- Work request 1
In the text about the stray dogs case, repeat the passage between "All this because" and "face contempt charges.", inclusive.
- Work request 2
Answer these questions from the text on the stray dogs case:
(a) How many dog bites a year did Solicitor General Tushar Mehta cite?
(b) Which places, according to Abhishek Manu Singhvi, have had zero rabies deaths since 2022?
(c) How many weeks did Justices Pardiwala and Mahadevan give the authorities to build shelters and report back?
- Work request 3
According to the text on the stray dogs case, why did Kapil Sibal argue against putting all the dogs together in one compound?

- Given text
The Supreme Court hasn’t decided yet, not on this one.
It’s about the stray dogs in Delhi and NCR. Whether they stay on the streets or get locked away in shelters. A three-judge bench—Justices Vikram Nath, Sandeep Mehta, and NV Anjaria—sat down to hear it. Big case. Big emotions.
The Chief Justice himself, BR Gavai, had stepped in earlier. There were two different rulings from two benches, clashing like badly tuned instruments. One said, “Follow the Animal Birth Control rules. Sterilize, vaccinate, and return them.” The other said, “No. Take them all off the streets.

Don’t release them back.” You can see how that wouldn’t sit quietly.
Justice Nath wasn’t impressed with the way local bodies have handled things. Or not handled. His words cut a little. No implementation. No follow-through. And now here we are—humans getting bitten, children scarred, and activists shouting for protection. “Everyone who’s here to intervene should also take responsibility,” he said. Short. Sharp.
The Solicitor General, Tushar Mehta, went hard on numbers. Thirty-seven lakh dog bites a year. That’s 10,000 every single day. Three hundred and five rabies deaths. Maybe more—WHO thinks so. He wasn’t buying the sterilization-only idea. “Dogs don’t have to be killed,” he said. “They have to be separated.” He talked about children not being able to play outside and about young girls being mutilated. His voice wasn’t soft on this.


Then Kapil Sibal stood up for the municipal corporation. He didn’t talk numbers. He talked about space. There isn’t any. No shelters. Nowhere for the dogs to go. And if you throw them all together in some compound, they’ll fight. Dogs are territorial. It’s in their bones. He asked, if sterilized dogs can’t go back, then where?


Abhishek Manu Singhvi added his bit. According to government data, Delhi, Goa, and Rajasthan have had zero rabies deaths since 2022. Zero. He brushed away the notion that Delhi simply does not have the facilities to house thousands, let alone lakhs, of dogs. “If the shelters were already there,” he said, “this wouldn’t even be a problem.”


All this because earlier in the week, Justices JB Pardiwala and R Mahadevan ordered something big. They wanted every locality to be free of stray dogs. Every dog caught is kept in shelters and never released. They gave the authorities eight weeks to build shelters and report back. They also warned: interfere, and you’ll face contempt charges.

They weren’t speaking softly either. They said public interest comes first. Emotion shouldn’t cloud the job.

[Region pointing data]
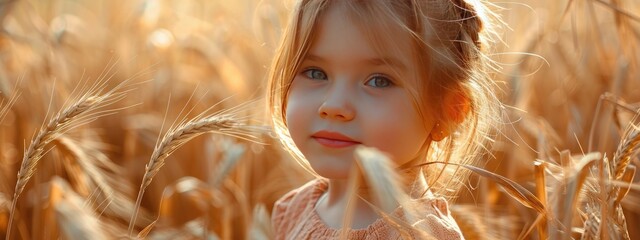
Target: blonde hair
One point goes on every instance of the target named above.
(450, 38)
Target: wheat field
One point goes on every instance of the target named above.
(146, 119)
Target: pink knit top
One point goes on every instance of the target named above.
(294, 217)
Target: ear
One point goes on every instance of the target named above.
(456, 106)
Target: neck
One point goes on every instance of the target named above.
(337, 204)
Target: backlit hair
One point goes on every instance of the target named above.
(449, 41)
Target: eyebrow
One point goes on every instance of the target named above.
(389, 61)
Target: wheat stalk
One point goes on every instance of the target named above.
(74, 218)
(226, 124)
(86, 109)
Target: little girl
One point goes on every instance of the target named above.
(407, 77)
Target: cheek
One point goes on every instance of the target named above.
(298, 114)
(399, 132)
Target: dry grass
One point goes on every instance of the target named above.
(563, 166)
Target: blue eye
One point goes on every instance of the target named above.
(315, 74)
(379, 82)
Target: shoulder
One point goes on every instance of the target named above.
(299, 195)
(295, 204)
(432, 215)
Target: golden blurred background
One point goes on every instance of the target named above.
(568, 72)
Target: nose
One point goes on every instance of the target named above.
(337, 105)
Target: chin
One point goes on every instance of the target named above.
(332, 172)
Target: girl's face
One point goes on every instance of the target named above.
(346, 94)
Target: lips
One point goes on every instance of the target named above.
(333, 139)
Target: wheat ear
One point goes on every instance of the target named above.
(86, 109)
(227, 124)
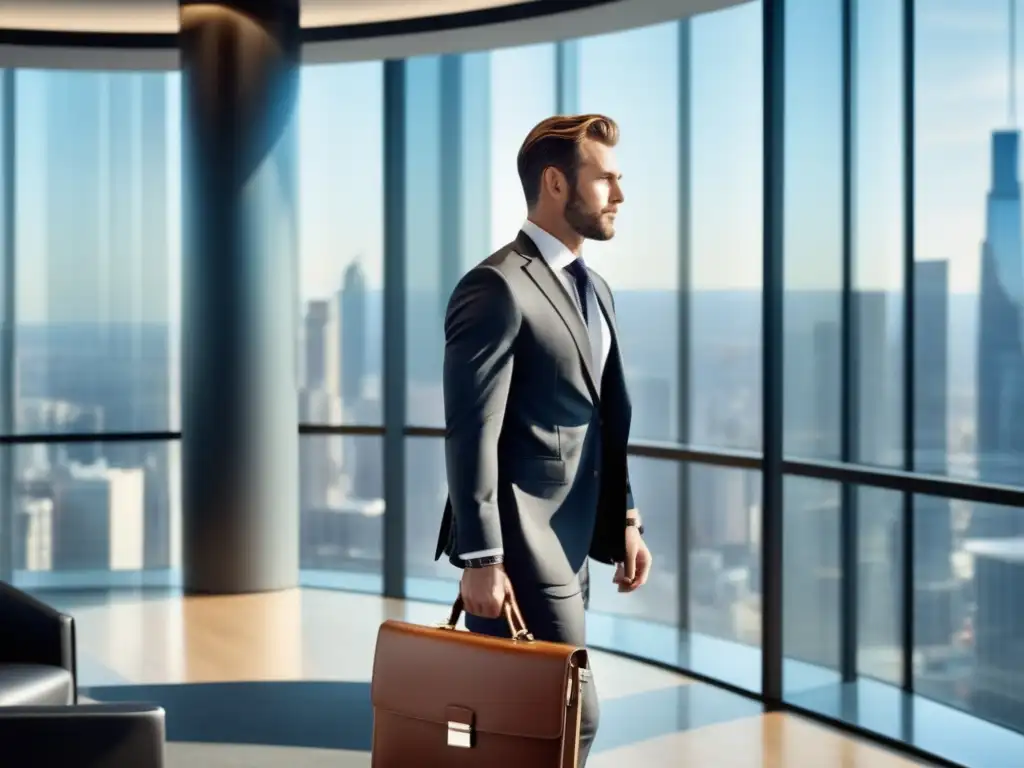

- Worked solution 1
All this because earlier in the week, Justices JB Pardiwala and R Mahadevan ordered something big. They wanted every locality to be free of stray dogs. Every dog caught is kept in shelters and never released. They gave the authorities eight weeks to build shelters and report back. They also warned: interfere, and you’ll face contempt charges.

- Worked solution 2
(a) Thirty-seven lakh.
(b) Delhi, Goa, and Rajasthan.
(c) Eight weeks.

- Worked solution 3
He said the dogs would fight, because dogs are territorial. He also pointed out that there are no shelters and nowhere for the dogs to go.